====== Fragmento del documento

LA RECOMENDACIÓN

Cerdá o el arte de pensar con las manos

Julio José Ordovás dedica una monografía al pintor oscense que inaugura este jueves una exposición en Gil de la Parra.

El pintor Pepe Cerdá
Cerdá o el arte de pensar con las manos
JOSE MIGUEL MARCO

Pepe Cerdá (Buñales, Huesca, 1961) es un pintor que piensa, un pintor ingenioso al que le gustan los desafíos y contar historias hasta el fin de la noche. Es tan buen narrador oral como pintor: después de estar en París decidió regresar a Villamayor, en la entrada de los Monegros, y desde ahí contar el mundo, contarse, "pintar su autobiografía pintando su mundo cotidiano y abandonándose a su instinto", tal como dice Julio José Ordovás en el libro 'Pepe Cerdá. Entre dos luces', que publican Eclipsados y la galería Gil de la Parra, donde el artista oscense presenta mañana una selección de piezas de pequeño formato. Ordovás, en este delicioso libro-retrato, apunta otros dos detalles: "En el fondo es un sentimental, como todos los cascarrabias". Y, agrega: "Cerdá, que ha hecho de la amistad un arte, no podría vivir sin sus enemigos. Por ellos pinta. Para joderlos".


Ordovás ha ordenado este libro tan cuidado y brillante en torno a un conjunto de sustantivos que definen la pintura y los temas del artista: retrato, parecidos, cielos, luces, lugares, árboles, caminos, deshielo, caras y tiovivos. Y así, como quien no quiere la cosa, repasa las claves de un artista que se siente pariente de Pradilla, Sorolla, Rusiñol; de Hopper y David Hockney por instantes; de Marín Bagüés como cazador de las luces doradas del desierto, de Darío de Regoyos, pero también de Constable, Corot y Velázquez, que pintaba mejor los cielos que Goya, que los hacía como un "atrezzo", según Julio José Ordovás.


Pero quizá con el artista con quien más se siente más identificado podría ser Renoir: el autor traza un retrato paralelo de afinidades, cuya síntesis es esta sentencia: "Cerdá, como Renoir, piensa la pintura con las manos".

============

Problemas y tareas |
1/ Responde a estas preguntas sobre el artículo dedicado a Pepe Cerdá:
(a) ¿En qué año nació el pintor?
(b) ¿Quiénes publican el libro 'Pepe Cerdá. Entre dos luces'?
(c) ¿Con qué pintor podría identificarse más Cerdá, según el artículo?
2/ Repite, tal cual aparece en el artículo sobre Pepe Cerdá, todo lo que va desde "Ordovás ha ordenado" hasta "Julio José Ordovás.".
3/ Indica si cada afirmación concuerda con el artículo sobre Pepe Cerdá. Responde sí o no y cita las palabras del artículo que lo deciden.
(a) Cerdá volvió a Villamayor después de pasar por París.
(b) Según Ordovás, Goya pintaba los cielos mejor que Velázquez.
(c) La exposición en Gil de la Parra reúne piezas de gran formato.
Los registros proceden de una fuente distinta.

====== Registros proporcionados

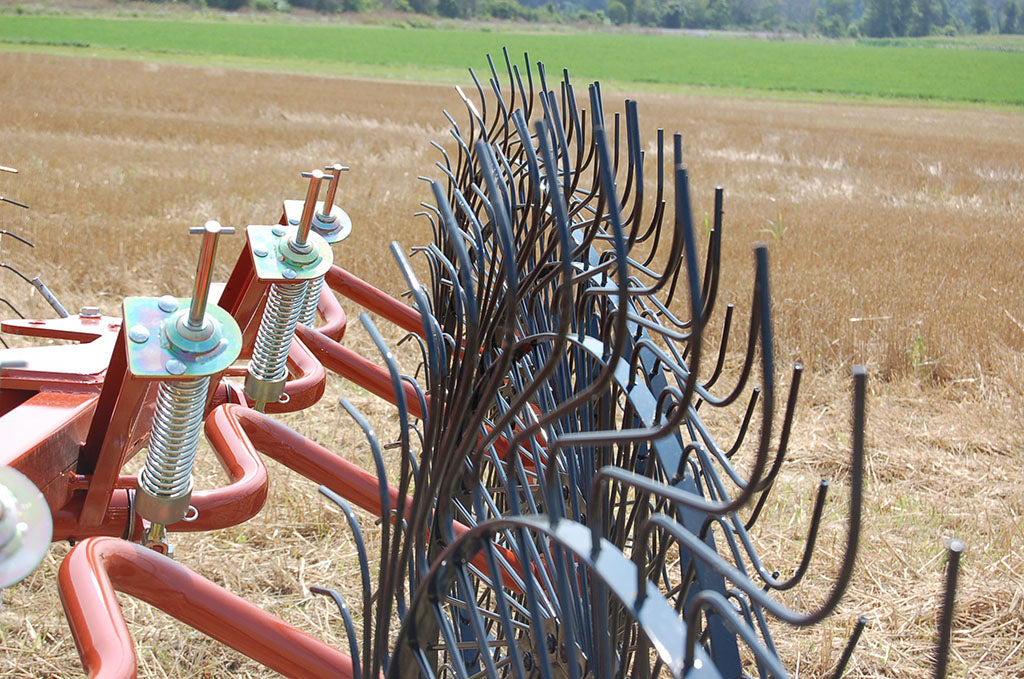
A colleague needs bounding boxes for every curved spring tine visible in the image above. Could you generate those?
[833,616,867,679]
[387,241,444,383]
[317,485,371,618]
[701,478,828,592]
[471,115,628,493]
[431,181,479,326]
[0,196,31,210]
[468,69,487,131]
[630,367,865,627]
[413,208,439,250]
[430,139,455,179]
[0,262,35,287]
[487,76,509,145]
[683,591,790,679]
[0,297,25,319]
[546,92,571,203]
[0,229,36,248]
[932,538,964,679]
[748,363,804,499]
[309,586,370,677]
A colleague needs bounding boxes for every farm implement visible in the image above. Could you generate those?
[0,53,963,679]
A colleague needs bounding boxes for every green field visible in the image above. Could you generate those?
[0,15,1024,107]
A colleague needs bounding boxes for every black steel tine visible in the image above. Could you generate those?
[833,616,867,679]
[309,587,370,677]
[932,538,964,679]
[0,228,36,248]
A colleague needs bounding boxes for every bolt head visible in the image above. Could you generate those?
[157,295,178,313]
[164,358,185,375]
[128,326,150,344]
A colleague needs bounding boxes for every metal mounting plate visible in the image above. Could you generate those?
[246,224,334,283]
[283,201,352,245]
[124,297,242,380]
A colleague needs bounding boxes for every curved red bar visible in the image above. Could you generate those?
[325,264,423,335]
[315,280,348,342]
[53,411,267,541]
[207,405,520,588]
[58,538,352,679]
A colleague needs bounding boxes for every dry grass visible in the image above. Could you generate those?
[0,54,1024,677]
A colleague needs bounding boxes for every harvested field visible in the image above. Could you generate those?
[0,53,1024,678]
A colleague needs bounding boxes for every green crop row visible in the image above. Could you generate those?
[0,15,1024,105]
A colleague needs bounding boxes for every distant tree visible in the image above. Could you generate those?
[729,0,761,26]
[634,0,662,26]
[999,0,1019,33]
[658,0,683,29]
[606,0,630,21]
[708,0,732,29]
[907,0,939,36]
[860,0,893,38]
[814,0,853,38]
[757,0,782,31]
[892,0,915,32]
[971,0,992,33]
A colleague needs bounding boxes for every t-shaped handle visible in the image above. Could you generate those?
[186,221,234,331]
[291,170,324,253]
[321,163,348,220]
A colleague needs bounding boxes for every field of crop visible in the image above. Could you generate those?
[0,51,1024,679]
[6,15,1024,107]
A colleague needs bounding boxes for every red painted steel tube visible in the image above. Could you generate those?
[58,538,352,679]
[53,415,267,541]
[207,405,520,585]
[325,264,423,335]
[315,287,348,342]
[295,326,430,418]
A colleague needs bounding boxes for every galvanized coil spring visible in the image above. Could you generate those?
[138,377,210,498]
[299,275,324,328]
[249,281,309,382]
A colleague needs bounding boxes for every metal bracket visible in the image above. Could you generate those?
[246,224,334,283]
[124,295,242,380]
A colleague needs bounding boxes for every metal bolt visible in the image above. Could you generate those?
[289,170,324,253]
[186,221,234,330]
[164,358,185,375]
[128,326,150,344]
[157,295,178,313]
[321,163,348,221]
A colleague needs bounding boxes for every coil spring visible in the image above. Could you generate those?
[249,281,309,382]
[299,275,324,328]
[138,377,210,498]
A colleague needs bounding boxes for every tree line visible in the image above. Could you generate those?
[163,0,1024,38]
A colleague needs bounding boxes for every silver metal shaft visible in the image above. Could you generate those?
[293,170,324,250]
[321,163,348,219]
[187,220,234,330]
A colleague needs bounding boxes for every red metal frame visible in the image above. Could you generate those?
[58,538,352,679]
[0,236,499,679]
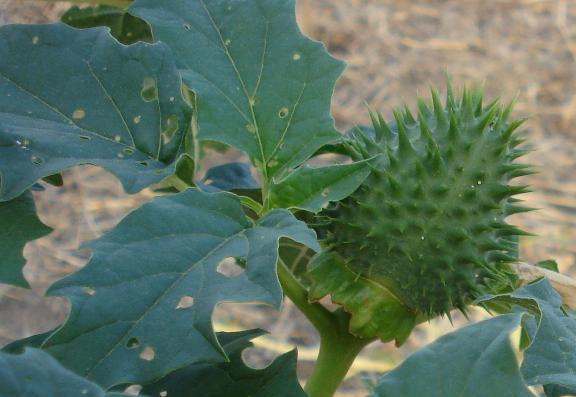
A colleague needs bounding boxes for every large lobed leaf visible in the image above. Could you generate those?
[372,314,534,397]
[44,189,319,387]
[61,5,152,44]
[142,330,306,397]
[480,279,576,389]
[0,349,128,397]
[130,0,343,179]
[270,160,370,212]
[0,23,191,201]
[373,279,576,397]
[0,191,52,287]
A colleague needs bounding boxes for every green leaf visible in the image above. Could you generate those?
[142,330,306,397]
[372,314,533,397]
[488,279,576,388]
[130,0,343,180]
[0,349,127,397]
[44,189,319,387]
[2,329,56,354]
[306,251,416,346]
[61,5,152,44]
[270,160,370,212]
[0,23,191,201]
[0,191,52,287]
[200,162,259,192]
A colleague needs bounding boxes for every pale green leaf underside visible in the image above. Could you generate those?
[130,0,343,177]
[270,161,370,212]
[0,23,191,201]
[44,189,318,387]
[0,349,128,397]
[372,314,534,397]
[142,330,306,397]
[484,279,576,388]
[0,192,52,287]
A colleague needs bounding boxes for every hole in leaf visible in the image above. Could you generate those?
[176,295,194,309]
[82,287,96,296]
[140,77,158,102]
[126,337,140,349]
[124,385,142,396]
[72,109,86,120]
[138,346,156,361]
[242,347,274,369]
[216,257,244,277]
[246,123,256,134]
[162,114,178,145]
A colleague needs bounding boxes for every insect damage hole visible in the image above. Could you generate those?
[140,77,158,102]
[126,337,140,349]
[72,109,86,120]
[82,287,96,296]
[124,385,142,396]
[176,295,194,309]
[216,257,244,278]
[138,346,156,361]
[162,114,179,145]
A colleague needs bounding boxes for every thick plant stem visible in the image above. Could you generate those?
[304,331,372,397]
[278,260,337,331]
[278,260,373,397]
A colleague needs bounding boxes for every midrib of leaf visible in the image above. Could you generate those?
[84,59,136,147]
[458,324,502,397]
[270,82,306,164]
[0,60,162,160]
[84,229,245,378]
[200,0,270,183]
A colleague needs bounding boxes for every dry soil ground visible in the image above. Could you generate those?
[0,0,576,397]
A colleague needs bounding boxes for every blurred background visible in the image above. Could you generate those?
[0,0,576,397]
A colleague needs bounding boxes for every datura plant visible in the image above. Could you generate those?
[0,0,576,397]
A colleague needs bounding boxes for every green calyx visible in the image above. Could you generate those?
[309,87,532,342]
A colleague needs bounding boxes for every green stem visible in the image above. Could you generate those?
[167,175,191,192]
[304,332,373,397]
[278,259,337,331]
[278,260,374,397]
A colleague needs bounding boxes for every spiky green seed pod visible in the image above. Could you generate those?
[310,88,531,339]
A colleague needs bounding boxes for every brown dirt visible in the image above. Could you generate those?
[0,0,576,397]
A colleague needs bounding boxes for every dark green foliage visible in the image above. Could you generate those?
[316,88,531,317]
[0,349,128,397]
[142,330,306,397]
[0,191,52,287]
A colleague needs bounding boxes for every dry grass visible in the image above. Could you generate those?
[0,0,576,397]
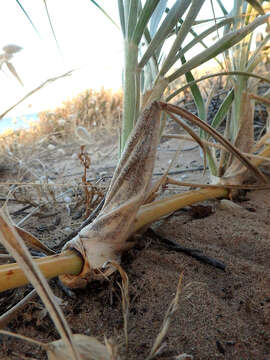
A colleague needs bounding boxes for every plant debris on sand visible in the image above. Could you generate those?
[0,117,270,360]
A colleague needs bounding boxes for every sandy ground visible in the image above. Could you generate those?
[0,126,270,360]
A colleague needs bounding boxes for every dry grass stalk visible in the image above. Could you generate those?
[104,261,129,353]
[1,102,269,287]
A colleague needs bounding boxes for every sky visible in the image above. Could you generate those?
[0,0,232,113]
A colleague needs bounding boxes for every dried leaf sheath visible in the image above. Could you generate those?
[61,102,160,287]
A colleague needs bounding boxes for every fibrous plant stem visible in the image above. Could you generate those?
[0,188,228,292]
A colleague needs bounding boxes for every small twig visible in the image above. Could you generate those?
[147,228,226,271]
[0,289,37,329]
[54,197,105,248]
[10,204,33,216]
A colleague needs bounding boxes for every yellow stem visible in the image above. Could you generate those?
[0,146,270,292]
[134,188,228,232]
[0,250,83,292]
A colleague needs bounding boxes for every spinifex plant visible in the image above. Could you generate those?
[0,0,269,296]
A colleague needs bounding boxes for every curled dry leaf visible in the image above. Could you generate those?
[60,102,268,288]
[60,102,160,288]
[44,334,111,360]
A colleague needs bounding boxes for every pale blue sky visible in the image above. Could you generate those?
[0,0,232,112]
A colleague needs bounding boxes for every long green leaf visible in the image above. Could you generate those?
[181,55,206,120]
[246,0,265,15]
[177,17,233,60]
[150,0,168,37]
[126,0,139,40]
[132,0,159,45]
[90,0,119,29]
[16,0,41,37]
[43,0,62,55]
[211,89,234,136]
[6,61,24,86]
[168,14,270,82]
[159,0,205,76]
[166,71,270,101]
[138,0,191,68]
[216,0,228,15]
[118,0,126,38]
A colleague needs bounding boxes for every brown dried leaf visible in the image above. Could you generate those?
[60,102,160,287]
[14,225,55,255]
[0,209,80,360]
[46,334,111,360]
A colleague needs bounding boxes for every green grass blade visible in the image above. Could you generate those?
[16,0,41,38]
[6,61,24,86]
[211,89,234,137]
[181,55,206,121]
[127,0,139,41]
[216,0,228,15]
[160,0,205,76]
[90,0,119,29]
[246,34,270,71]
[138,0,191,68]
[178,17,233,56]
[43,0,62,55]
[132,0,159,45]
[246,0,265,15]
[150,0,168,37]
[166,71,270,102]
[168,14,270,82]
[118,0,126,38]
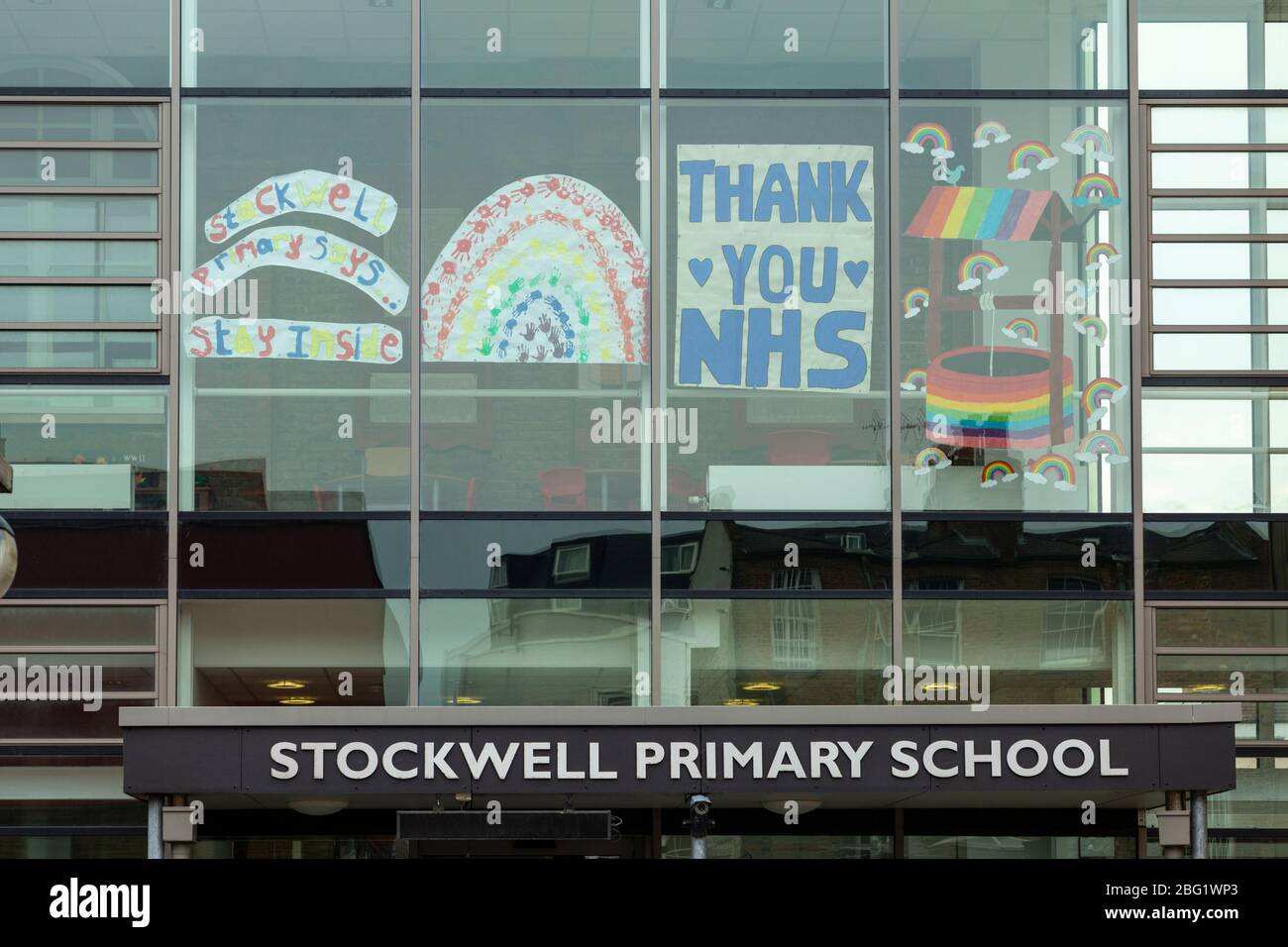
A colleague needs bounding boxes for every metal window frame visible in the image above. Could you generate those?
[0,94,165,376]
[1136,96,1288,382]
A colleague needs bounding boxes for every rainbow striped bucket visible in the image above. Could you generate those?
[926,346,1074,450]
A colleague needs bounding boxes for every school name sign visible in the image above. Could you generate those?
[675,145,880,391]
[125,712,1234,795]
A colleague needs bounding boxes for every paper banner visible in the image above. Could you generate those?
[192,227,407,313]
[420,174,648,365]
[675,145,883,391]
[185,316,403,365]
[206,170,398,244]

============

Respuestas del ejercicio |
1/
(a) En 1961.
(b) Eclipsados y la galería Gil de la Parra.
(c) Con Renoir.

2/
Ordovás ha ordenado este libro tan cuidado y brillante en torno a un conjunto de sustantivos que definen la pintura y los temas del artista: retrato, parecidos, cielos, luces, lugares, árboles, caminos, deshielo, caras y tiovivos. Y así, como quien no quiere la cosa, repasa las claves de un artista que se siente pariente de Pradilla, Sorolla, Rusiñol; de Hopper y David Hockney por instantes; de Marín Bagüés como cazador de las luces doradas del desierto, de Darío de Regoyos, pero también de Constable, Corot y Velázquez, que pintaba mejor los cielos que Goya, que los hacía como un "atrezzo", según Julio José Ordovás.

3/
(a) Sí: "después de estar en París decidió regresar a Villamayor".
(b) No: "Velázquez, que pintaba mejor los cielos que Goya".
(c) No: "una selección de piezas de pequeño formato".